-- Extract provided --
+---+

It’s been remarked that the only character worthy of note in the Final Destination franchise is Death, who’s generally manifested as a trickster wind agitating precariously perched objects that turn an otherwise random collection of knickknacks into a Rube Goldberg like deathtrap. Considering this, the real appeal of the Final Destination was never so much the blood and gore as it was the fact that the character onscreen could wind up dead at any moment from anything. A relentless omnipresent malevolence playing the antagonist is far more effective at creating a thick atmosphere of dread than a cookie-cutter psychopath armed with a kitchen knife. And while I can admire the horror movie that is able to create a truly terrifying scenario in broad daylight, The Final Destination resolves to shoot itself in the foot by giving the audience clues as to how the next unlucky sap is going to bite the bullet. Whenever disaster is about to strike, Nick suffers a brief acid trip that lets us know exactly what to be wary of, be it a man with a cigarette or a shiny quarter. Where’s the terror in knowing what to expect next? There are times when the movie throws a curveball and tries to lead us astray, but in those instances one must wonder what’s being undermined more: the premise, or the terror.
Barring the leading character’s dread sabotaging hot flashes, the worst part of The Final Destination is how uninspired the entire movie is. Truth be told, this instalment is more of a greatest hits collection than a brand new entry in a series. All the highest points of the movie are essentially slightly reworked sequences from the second and third instalments with a more loathsome cast in substitution. A couple of characters are cut into large chunks, an immobilized person dies in their hospital room, a nail-gun becomes self-aware, and the silent bus strikes again. The only remarkable thing is how it took only four horror films prominently featuring the “you can’t cheat death” motif, all within the same franchise, to wear out an otherwise novel concept. Has the Rube Goldberg deathtrap really been reduced to the careless storage of inflammables and combustibles that can tip and spill at the slightest provocation? Death just doesn’t seem into it anymore.
In case you’re wondering, no, the 3-D does not add to the movie in any significant way. If all you’re going to use the technology for is throwing objects very suddenly at the camera, you might as well not bother.

+---+

-- Dataset content --
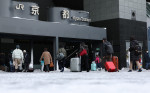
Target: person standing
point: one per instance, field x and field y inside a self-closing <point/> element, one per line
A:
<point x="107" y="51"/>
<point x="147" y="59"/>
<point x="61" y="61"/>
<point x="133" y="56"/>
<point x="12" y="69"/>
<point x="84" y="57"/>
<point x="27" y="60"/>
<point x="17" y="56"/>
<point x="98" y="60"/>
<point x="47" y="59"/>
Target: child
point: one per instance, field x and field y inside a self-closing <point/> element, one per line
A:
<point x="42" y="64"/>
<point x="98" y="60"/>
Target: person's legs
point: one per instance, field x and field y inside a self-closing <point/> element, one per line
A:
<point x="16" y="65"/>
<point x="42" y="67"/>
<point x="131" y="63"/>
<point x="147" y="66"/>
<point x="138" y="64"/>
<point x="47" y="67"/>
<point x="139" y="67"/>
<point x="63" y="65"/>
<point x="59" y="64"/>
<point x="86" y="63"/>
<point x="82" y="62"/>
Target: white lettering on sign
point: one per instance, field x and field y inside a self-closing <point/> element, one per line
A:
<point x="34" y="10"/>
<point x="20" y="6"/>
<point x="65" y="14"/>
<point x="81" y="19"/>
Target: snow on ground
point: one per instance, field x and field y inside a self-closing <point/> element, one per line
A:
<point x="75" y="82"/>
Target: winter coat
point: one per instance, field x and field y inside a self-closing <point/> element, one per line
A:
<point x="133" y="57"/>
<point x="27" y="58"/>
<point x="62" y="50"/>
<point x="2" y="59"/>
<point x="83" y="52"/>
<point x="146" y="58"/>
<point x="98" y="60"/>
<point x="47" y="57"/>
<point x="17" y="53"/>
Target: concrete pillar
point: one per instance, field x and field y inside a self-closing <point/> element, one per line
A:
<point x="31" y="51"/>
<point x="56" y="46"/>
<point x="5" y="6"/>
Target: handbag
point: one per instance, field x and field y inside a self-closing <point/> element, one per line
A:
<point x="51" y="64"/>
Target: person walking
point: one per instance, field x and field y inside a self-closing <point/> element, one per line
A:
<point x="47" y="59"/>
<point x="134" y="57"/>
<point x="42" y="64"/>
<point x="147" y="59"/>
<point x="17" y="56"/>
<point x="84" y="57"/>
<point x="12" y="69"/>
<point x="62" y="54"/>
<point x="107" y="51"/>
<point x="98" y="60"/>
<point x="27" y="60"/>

+---+

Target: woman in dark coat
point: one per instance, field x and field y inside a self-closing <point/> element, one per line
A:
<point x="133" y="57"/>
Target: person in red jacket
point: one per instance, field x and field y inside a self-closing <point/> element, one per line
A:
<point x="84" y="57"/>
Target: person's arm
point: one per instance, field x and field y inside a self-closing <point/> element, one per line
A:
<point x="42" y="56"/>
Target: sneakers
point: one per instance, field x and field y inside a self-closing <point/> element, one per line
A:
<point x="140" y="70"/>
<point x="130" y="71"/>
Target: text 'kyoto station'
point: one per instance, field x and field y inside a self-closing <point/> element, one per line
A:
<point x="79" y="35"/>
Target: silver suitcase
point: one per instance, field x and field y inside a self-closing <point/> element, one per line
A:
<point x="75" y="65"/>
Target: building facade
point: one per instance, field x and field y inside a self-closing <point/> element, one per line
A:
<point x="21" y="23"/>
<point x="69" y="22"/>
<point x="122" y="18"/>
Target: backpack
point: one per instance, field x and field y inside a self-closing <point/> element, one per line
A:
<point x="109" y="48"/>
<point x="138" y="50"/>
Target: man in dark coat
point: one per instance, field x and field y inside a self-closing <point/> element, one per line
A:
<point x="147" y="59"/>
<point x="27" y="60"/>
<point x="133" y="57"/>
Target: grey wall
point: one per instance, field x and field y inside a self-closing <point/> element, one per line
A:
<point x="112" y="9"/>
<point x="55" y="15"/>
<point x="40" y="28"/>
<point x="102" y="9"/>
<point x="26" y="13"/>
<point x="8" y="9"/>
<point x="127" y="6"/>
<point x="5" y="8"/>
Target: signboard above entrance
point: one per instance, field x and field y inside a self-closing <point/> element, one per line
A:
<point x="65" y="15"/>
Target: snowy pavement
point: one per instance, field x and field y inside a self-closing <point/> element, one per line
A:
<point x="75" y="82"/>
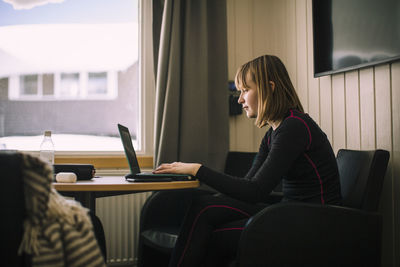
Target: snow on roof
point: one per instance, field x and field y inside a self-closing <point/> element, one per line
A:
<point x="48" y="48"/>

+---+

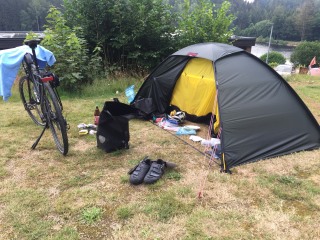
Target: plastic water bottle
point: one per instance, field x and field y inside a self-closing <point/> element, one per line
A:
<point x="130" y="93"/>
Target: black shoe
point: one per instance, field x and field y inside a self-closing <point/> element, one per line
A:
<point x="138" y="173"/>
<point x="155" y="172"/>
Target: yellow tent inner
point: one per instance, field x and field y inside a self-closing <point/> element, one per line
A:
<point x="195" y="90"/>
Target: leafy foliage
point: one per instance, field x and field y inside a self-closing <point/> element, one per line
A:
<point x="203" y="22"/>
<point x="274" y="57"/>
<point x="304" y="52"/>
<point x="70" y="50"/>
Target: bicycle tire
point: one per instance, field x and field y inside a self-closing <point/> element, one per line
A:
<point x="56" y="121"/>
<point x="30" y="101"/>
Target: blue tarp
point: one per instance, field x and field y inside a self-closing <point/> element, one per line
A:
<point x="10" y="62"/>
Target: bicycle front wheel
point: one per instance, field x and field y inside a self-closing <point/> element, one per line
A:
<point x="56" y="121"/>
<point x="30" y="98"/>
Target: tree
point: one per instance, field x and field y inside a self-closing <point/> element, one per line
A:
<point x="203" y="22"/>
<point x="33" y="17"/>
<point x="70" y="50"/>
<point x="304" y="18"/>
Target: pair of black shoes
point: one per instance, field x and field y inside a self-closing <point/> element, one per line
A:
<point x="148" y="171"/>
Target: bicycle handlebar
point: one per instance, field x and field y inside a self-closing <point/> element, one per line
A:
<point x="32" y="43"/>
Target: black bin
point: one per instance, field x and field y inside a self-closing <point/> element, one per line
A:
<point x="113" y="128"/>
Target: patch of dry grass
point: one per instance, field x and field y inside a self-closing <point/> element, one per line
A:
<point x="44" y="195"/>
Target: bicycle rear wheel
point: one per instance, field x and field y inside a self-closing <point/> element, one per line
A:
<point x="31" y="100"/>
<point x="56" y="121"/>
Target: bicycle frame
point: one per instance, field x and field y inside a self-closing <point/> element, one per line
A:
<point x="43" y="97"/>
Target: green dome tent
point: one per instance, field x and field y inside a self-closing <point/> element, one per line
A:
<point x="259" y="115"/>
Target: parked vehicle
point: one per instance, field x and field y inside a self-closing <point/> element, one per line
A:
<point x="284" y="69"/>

+---+

-- Parts of the exercise --
1) In the review, rewrite the passage that begins at the words "In case you’re" and stops after "well not bother.", putting "screen" in place of "camera".
2) According to the review, what does Nick go through whenever disaster is about to strike?
3) List every sequence that the review names as a reworked high point from the second and third instalments.

-- Replies --
1)
In case you’re wondering, no, the 3-D does not add to the movie in any significant way. If all you’re going to use the technology for is throwing objects very suddenly at the screen, you might as well not bother.

2) A brief acid trip that lets the audience know exactly what to be wary of.

3)
- A couple of characters are cut into large chunks.
- An immobilized person dies in their hospital room.
- A nail-gun becomes self-aware.
- The silent bus strikes again.